START

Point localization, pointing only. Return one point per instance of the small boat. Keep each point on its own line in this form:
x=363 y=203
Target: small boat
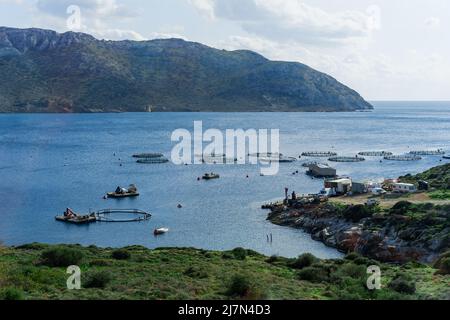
x=124 y=193
x=70 y=216
x=160 y=231
x=210 y=176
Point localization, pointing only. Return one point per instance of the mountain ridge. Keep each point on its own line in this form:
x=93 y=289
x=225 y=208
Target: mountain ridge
x=47 y=71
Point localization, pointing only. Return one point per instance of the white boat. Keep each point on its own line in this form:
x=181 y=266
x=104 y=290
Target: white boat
x=160 y=231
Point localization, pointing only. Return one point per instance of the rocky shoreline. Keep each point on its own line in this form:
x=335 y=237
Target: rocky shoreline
x=407 y=232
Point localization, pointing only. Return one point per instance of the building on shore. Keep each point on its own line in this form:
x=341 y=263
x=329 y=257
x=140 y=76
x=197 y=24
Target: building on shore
x=321 y=170
x=404 y=187
x=359 y=187
x=339 y=186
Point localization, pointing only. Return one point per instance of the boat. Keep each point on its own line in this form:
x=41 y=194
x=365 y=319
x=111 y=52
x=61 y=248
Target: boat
x=70 y=216
x=210 y=176
x=124 y=193
x=160 y=231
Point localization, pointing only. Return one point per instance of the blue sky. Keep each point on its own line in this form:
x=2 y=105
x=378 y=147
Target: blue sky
x=385 y=49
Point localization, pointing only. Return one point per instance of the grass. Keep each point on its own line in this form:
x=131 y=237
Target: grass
x=177 y=273
x=440 y=195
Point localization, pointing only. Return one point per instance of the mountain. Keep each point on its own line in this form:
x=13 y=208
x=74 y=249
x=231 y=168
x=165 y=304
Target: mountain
x=45 y=71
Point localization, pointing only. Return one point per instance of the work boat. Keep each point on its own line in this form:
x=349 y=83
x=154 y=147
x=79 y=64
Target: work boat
x=160 y=231
x=210 y=176
x=124 y=193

END

Copy out the whole listing above line for line, leaving out the pictures.

*Exercise solution*
Point localization, pointing only. Return one point per instance of the small boat. Keep each point on its own line in this form:
x=363 y=203
Target: small boat
x=124 y=193
x=70 y=216
x=160 y=231
x=210 y=176
Point localization, pointing only. Return one point per instance of the mountain ridge. Keep each point on its own line in this form:
x=93 y=289
x=225 y=208
Target: mountain ridge
x=47 y=71
Point localization, pointing only. Return one point per instance of the white boat. Keep each point on its own line in this form:
x=181 y=266
x=104 y=290
Target: white boat
x=160 y=231
Point localization, pointing only. Return one point per instance of the rocky shoreline. Keep each point on its own line in this form:
x=335 y=237
Target: rocky shoreline
x=407 y=232
Point localization, pointing only. Return one point per instance of the building on shore. Keep each point on its own line in this form:
x=341 y=263
x=329 y=257
x=140 y=76
x=197 y=24
Target: building on shore
x=321 y=170
x=404 y=187
x=359 y=187
x=339 y=186
Point localization, pointing only. Return one point per instance of the boat. Keep each point on its own line in this form:
x=41 y=194
x=365 y=319
x=111 y=52
x=61 y=248
Target: boat
x=70 y=216
x=210 y=176
x=124 y=193
x=160 y=231
Point localization, pointing only. Return one point per instance of the blue sky. Keep each point on its own line in this form:
x=2 y=105
x=378 y=147
Target: blue sky
x=385 y=49
Point localization, pointing only. Return one point per instance of the grass. Keep each point on its own line in this form:
x=131 y=237
Target: grass
x=177 y=273
x=440 y=195
Point localization, pointing only. Return one point per instance of the mountain. Keep each point on its own line in this form:
x=13 y=208
x=74 y=249
x=231 y=168
x=165 y=304
Target: mountain
x=45 y=71
Point localization, pointing only. Return one point per instance of the work boat. Keep each point on its own line in this form:
x=349 y=83
x=154 y=147
x=79 y=64
Target: work boat
x=160 y=231
x=210 y=176
x=124 y=193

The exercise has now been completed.